- **Instructions to follow**: Reproduce the passage on the Massachusetts emergency debt collection regulations word for word, from "Answer: Yes. Under" to "regulations remain effective.".

Answer: Yes. Under 940 CMR 35.03(1)(c), a creditor may not initiate, threaten to initiate or act upon the repossession of a vehicle. Calls, emails or letters stating an intention to repossess a vehicle would likely constitute a "[threat] to initiate or act upon any legal or equitable remedy for the repossession of any vehicle" in violation of 940 CMR 35.03(1)(c).
This particular answer is among the thornier traps for the unwary in the emergency regulations. As a practical matter, it requires both creditors and debt collectors to review all communications with debtors to determine if they directly or indirectly reference repossession of the vehicle as a potential action and to table any such communications while the emergency regulations remain effective.
The final stop on the journey of the emergency regulations is, unsurprisingly, litigation. Shortly after their passage, the emergency regulations were challenged by a trade association for the credit and collection industry. This litigation has resulted, to date, in the federal district court for Massachusetts issuing a temporary restraining order regarding certain aspects of the emergency regulations. Under the TRO, the Massachusetts attorney general is prohibited from enforcing:
- limitations on telephone calls by debt collectors; and
- the provisions of the prohibited conduct rules in so far as they bar debt collectors from bringing enforcement actions in Massachusetts state and federal courts.
While the TRO was certainly helpful in terms of its clarification of the reach of the emergency regulations, there are several considerations that the financial services industry should keep in mind when developing compliance plans.
For one, the TRO is not a silver bullet, and it does not mean that all of the emergency regulations are on hold. For auto finance creditors, this is especially true with regard to the limitations on repossessing (or threatening to repossess) a vehicle. Although the TRO means that a debt collector cannot be prevented from going to court, Massachusetts provides a right of self-help (i.e., non-judicial) repossession if parties comply with the appropriate notification and cure rights. Self-help repossession is not within the relief granted by the TRO and, at the moment, remains prohibited for both creditors and debt collectors.
There is also something of a definitional puzzle caused by the wording of the court order. Specifically, while the TRO prohibits the attorney general from enforcing the emergency regulations against "debt collectors," it does not appear to provide similar relief to "creditors," as that term is defined in the emergency regulations. Whether this difference between creditors and debt collectors results in varying degrees of comfort in the industry remains to be seen.
Coupled with these drafting considerations, the nature of the TRO is just that - it's temporary and remains in place only until the final adjudication of the underlying suit. The court could ultimately decide that the emergency regulations are proper and lift the TRO, thereby allowing the Massachusetts attorney general to enforce the emergency regulations as initially drafted.

- **Data drawn from a collection**:
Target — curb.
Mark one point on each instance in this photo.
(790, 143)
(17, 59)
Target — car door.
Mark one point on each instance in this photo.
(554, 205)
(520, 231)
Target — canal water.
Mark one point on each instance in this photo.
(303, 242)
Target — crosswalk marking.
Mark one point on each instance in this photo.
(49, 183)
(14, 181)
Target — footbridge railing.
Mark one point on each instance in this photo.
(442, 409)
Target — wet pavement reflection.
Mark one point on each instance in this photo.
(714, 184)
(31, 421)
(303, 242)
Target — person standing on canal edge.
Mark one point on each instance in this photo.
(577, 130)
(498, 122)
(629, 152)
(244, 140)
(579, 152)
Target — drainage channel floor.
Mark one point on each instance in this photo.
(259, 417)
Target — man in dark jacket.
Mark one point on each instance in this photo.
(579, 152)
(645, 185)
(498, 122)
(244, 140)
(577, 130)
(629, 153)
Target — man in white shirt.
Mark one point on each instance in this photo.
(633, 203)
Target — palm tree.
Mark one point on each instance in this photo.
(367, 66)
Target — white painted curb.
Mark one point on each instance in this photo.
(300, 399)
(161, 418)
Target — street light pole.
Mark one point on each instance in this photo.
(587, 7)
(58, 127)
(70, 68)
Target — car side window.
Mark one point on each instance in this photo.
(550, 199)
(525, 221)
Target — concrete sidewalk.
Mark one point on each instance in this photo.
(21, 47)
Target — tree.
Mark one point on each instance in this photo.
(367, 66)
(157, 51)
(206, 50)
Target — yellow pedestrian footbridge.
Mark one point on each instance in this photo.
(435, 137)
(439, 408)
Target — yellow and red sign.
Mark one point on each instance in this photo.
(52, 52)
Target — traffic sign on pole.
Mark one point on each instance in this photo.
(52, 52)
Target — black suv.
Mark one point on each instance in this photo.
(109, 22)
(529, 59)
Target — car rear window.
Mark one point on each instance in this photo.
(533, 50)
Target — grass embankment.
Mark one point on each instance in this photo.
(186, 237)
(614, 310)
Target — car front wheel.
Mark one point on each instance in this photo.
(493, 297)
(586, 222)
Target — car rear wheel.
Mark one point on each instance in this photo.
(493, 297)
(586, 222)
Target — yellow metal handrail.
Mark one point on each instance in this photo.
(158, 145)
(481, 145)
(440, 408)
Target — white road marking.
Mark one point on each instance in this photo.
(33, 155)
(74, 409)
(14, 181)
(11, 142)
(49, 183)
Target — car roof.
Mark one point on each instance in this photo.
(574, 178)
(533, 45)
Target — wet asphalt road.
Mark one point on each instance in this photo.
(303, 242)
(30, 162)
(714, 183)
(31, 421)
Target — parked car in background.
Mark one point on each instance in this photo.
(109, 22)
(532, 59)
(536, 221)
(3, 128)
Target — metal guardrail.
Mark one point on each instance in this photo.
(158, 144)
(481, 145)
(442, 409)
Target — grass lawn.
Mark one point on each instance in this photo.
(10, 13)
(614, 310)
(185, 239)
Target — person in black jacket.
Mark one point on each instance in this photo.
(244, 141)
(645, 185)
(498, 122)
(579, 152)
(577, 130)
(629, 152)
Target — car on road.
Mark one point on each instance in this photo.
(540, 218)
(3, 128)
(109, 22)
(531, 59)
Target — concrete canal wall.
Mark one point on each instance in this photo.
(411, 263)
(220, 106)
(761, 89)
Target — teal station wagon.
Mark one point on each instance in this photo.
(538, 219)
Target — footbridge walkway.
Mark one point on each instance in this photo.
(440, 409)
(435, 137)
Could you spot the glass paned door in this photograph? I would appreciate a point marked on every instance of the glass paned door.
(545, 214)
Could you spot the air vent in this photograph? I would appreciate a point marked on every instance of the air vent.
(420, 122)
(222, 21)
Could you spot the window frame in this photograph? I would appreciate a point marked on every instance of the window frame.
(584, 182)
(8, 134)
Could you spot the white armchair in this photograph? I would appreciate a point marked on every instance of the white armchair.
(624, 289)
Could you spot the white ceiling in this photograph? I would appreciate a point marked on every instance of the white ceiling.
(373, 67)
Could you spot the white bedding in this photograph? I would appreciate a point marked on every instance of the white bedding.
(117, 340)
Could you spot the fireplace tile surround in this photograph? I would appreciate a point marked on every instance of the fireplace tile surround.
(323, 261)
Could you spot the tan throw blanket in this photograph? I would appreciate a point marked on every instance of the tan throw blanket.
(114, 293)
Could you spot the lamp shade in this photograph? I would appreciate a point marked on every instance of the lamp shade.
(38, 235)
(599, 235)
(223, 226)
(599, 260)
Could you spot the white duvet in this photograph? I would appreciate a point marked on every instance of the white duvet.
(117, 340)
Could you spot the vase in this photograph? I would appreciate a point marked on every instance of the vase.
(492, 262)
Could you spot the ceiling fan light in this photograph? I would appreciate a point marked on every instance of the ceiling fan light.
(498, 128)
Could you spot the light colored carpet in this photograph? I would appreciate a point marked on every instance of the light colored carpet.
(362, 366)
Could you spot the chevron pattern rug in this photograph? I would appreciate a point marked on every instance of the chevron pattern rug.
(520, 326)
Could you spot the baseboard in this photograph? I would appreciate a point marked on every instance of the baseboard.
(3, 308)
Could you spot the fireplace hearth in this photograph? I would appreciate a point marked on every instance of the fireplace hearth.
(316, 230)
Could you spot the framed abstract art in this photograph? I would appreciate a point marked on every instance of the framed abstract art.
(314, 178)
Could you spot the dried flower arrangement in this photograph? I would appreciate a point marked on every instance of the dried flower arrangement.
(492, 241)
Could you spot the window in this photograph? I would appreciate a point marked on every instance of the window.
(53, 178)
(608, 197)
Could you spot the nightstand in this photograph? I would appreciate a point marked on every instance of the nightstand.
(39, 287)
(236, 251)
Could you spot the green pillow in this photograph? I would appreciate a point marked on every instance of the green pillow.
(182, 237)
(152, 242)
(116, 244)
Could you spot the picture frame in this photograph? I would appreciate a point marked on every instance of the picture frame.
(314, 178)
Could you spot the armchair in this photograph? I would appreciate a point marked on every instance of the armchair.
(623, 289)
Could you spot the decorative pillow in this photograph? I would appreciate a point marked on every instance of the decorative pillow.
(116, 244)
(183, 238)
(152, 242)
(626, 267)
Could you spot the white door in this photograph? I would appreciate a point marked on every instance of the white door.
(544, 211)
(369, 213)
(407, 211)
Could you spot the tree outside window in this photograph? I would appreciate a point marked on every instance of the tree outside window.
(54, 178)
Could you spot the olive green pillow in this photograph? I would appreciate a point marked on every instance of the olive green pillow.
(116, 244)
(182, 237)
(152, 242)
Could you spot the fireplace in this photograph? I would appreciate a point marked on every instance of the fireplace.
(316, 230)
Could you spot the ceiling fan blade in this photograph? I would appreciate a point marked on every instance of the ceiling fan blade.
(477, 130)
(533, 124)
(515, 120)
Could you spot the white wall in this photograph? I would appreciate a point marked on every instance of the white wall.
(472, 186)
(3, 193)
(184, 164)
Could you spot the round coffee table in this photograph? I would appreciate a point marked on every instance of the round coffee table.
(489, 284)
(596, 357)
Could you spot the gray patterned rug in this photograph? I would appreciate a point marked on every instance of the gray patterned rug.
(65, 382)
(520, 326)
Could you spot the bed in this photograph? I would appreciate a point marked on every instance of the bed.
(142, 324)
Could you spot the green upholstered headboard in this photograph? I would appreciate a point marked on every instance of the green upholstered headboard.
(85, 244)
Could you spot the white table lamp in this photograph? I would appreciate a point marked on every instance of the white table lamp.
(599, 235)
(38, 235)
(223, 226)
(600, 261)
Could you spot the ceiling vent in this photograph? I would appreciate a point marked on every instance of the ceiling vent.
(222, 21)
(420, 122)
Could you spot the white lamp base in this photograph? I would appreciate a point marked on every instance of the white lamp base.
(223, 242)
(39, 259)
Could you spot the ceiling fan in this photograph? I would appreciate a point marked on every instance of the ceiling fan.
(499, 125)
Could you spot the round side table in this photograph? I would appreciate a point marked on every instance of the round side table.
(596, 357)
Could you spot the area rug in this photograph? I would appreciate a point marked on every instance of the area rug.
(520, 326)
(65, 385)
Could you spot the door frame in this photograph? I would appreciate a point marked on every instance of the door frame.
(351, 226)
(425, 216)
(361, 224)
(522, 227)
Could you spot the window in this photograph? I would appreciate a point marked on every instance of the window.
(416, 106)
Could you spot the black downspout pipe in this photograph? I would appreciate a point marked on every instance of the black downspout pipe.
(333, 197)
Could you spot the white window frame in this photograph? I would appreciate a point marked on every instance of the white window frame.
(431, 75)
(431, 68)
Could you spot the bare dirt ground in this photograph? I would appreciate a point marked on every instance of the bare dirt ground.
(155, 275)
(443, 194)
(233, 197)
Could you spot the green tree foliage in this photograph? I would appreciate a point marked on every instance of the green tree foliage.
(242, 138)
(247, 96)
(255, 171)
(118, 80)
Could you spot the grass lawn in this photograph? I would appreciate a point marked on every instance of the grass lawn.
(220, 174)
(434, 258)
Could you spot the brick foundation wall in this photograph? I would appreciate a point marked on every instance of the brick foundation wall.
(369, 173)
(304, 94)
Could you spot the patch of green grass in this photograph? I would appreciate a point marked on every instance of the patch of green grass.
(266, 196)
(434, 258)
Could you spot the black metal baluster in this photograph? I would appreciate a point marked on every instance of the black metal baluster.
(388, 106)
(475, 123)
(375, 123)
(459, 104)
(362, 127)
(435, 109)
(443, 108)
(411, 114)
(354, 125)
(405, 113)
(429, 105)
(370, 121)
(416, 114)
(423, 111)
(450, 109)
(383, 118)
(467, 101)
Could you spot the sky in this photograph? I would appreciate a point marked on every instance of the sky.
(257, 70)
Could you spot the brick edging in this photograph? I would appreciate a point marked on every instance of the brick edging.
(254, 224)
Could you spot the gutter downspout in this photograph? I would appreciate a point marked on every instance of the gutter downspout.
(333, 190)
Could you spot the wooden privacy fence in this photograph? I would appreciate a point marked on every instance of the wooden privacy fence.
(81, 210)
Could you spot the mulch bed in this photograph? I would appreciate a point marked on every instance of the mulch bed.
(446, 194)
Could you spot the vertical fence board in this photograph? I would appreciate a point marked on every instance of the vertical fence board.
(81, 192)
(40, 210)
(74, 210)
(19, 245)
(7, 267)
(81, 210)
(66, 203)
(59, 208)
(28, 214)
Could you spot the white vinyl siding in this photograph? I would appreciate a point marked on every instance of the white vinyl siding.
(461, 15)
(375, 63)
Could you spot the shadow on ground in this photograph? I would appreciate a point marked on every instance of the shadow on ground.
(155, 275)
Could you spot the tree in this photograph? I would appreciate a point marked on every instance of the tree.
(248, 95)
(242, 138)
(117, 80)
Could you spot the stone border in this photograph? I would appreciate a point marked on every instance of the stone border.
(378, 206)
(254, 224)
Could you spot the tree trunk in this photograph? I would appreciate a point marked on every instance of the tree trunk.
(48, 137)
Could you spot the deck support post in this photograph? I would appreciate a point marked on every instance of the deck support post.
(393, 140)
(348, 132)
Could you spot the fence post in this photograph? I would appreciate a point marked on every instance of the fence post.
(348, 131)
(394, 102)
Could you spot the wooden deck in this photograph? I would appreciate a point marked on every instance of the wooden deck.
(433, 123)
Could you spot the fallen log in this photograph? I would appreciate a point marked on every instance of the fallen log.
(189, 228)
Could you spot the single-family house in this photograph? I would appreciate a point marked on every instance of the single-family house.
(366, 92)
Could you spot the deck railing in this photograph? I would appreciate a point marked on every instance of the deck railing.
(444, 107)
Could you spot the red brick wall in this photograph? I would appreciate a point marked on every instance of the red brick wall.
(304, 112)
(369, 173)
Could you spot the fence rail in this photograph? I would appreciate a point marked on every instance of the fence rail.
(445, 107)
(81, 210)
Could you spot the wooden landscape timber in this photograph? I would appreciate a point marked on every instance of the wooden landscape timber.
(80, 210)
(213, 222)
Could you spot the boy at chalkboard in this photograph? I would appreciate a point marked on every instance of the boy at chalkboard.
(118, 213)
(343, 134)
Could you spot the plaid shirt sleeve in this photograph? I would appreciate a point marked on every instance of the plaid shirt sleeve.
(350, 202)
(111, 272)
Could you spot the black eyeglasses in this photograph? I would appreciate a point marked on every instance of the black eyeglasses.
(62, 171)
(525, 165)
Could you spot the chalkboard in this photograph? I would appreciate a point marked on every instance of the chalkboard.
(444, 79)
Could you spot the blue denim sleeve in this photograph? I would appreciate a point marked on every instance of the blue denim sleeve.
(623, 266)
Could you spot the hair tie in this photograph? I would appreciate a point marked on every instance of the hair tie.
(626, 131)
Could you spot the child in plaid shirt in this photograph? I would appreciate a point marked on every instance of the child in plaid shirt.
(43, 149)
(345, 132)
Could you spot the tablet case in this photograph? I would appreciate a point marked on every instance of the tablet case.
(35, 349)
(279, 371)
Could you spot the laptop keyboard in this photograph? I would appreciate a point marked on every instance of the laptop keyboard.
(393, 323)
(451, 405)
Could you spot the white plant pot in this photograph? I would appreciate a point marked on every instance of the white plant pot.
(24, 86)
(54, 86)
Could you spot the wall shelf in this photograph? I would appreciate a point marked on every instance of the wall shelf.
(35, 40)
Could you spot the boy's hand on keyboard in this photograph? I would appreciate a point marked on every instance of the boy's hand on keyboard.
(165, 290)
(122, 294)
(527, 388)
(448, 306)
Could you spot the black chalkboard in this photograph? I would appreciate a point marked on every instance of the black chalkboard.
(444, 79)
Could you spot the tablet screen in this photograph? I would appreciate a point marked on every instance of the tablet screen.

- **Answer space**:
Answer: Yes. Under 940 CMR 35.03(1)(c), a creditor may not initiate, threaten to initiate or act upon the repossession of a vehicle. Calls, emails or letters stating an intention to repossess a vehicle would likely constitute a "[threat] to initiate or act upon any legal or equitable remedy for the repossession of any vehicle" in violation of 940 CMR 35.03(1)(c).
This particular answer is among the thornier traps for the unwary in the emergency regulations. As a practical matter, it requires both creditors and debt collectors to review all communications with debtors to determine if they directly or indirectly reference repossession of the vehicle as a potential action and to table any such communications while the emergency regulations remain effective.